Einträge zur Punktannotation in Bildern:
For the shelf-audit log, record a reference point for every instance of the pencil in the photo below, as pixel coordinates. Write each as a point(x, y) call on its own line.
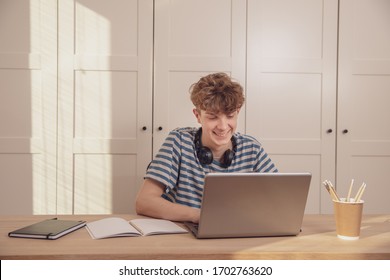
point(350, 190)
point(360, 192)
point(333, 190)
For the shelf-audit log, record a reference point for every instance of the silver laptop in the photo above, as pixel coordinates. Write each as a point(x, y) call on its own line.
point(252, 204)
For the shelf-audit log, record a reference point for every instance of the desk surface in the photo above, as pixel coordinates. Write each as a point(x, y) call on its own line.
point(317, 241)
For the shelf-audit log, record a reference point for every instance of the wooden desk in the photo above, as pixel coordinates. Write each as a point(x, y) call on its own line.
point(317, 241)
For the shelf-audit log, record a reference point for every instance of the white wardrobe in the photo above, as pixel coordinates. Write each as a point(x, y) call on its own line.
point(89, 90)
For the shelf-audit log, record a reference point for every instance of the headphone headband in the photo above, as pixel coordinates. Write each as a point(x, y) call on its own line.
point(205, 155)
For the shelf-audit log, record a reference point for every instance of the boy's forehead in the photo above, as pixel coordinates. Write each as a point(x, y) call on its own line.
point(216, 112)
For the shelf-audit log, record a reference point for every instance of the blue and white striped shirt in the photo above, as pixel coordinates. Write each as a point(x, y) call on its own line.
point(177, 167)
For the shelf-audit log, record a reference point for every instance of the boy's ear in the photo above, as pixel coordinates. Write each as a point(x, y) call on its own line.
point(197, 114)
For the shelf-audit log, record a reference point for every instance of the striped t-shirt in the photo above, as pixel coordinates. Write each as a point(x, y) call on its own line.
point(177, 167)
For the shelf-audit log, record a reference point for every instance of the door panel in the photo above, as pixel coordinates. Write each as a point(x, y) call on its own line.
point(28, 103)
point(291, 87)
point(363, 143)
point(105, 98)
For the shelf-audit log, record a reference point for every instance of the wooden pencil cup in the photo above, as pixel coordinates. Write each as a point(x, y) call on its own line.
point(348, 217)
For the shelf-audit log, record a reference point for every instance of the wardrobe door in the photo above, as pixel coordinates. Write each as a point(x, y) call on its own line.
point(28, 104)
point(193, 38)
point(363, 143)
point(291, 87)
point(105, 101)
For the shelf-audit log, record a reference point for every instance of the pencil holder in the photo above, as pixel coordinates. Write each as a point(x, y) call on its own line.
point(348, 217)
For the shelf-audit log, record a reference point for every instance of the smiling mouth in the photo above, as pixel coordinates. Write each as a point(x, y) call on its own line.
point(221, 134)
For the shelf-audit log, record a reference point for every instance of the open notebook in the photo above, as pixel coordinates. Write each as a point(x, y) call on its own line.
point(252, 204)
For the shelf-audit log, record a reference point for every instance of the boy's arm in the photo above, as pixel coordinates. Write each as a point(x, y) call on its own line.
point(150, 203)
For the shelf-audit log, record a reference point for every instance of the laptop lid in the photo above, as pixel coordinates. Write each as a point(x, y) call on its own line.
point(253, 204)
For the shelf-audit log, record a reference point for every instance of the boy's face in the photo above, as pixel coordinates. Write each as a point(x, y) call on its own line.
point(217, 128)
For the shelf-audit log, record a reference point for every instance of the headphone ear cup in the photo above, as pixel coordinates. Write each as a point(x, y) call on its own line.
point(205, 155)
point(227, 158)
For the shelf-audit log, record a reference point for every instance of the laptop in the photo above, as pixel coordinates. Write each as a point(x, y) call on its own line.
point(252, 205)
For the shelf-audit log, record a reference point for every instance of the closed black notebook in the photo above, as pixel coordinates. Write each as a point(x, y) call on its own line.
point(48, 229)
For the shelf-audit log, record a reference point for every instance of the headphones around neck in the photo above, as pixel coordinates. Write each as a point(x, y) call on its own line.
point(205, 155)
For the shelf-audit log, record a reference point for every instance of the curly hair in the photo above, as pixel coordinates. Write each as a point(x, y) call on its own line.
point(217, 93)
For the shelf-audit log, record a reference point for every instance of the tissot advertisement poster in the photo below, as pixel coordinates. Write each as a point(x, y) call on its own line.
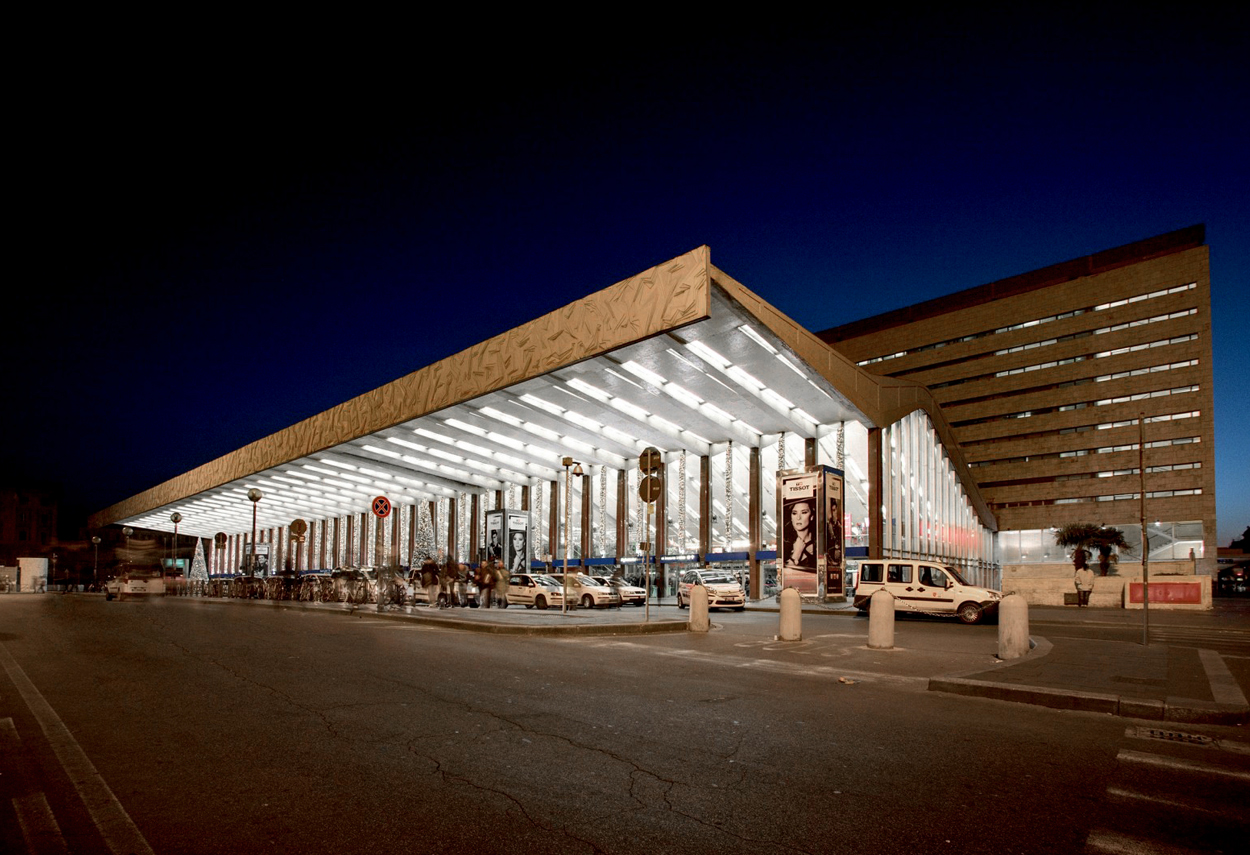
point(834, 511)
point(799, 529)
point(809, 531)
point(509, 533)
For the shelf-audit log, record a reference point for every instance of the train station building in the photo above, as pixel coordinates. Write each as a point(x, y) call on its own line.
point(964, 430)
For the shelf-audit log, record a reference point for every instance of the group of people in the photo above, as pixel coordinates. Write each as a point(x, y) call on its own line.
point(446, 585)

Deine Aufgabe:
Skaliere den Abschnitt von der Zeile mit „of the group“ bis einschließlich der letzten Zeile neu. Gib diese Zeilen vollständig wieder und multipliziere jede Koordinate in den Antworten mit 0,7; runde dabei auf ganze Zahlen, Hälften werden aufgerundet.

Erledigte Aufgabe:
For the shelf-audit log, record a reference point for every instance of the group of people in the photo above, as pixel coordinates. Write each as a point(x, y) call on its own line.
point(312, 410)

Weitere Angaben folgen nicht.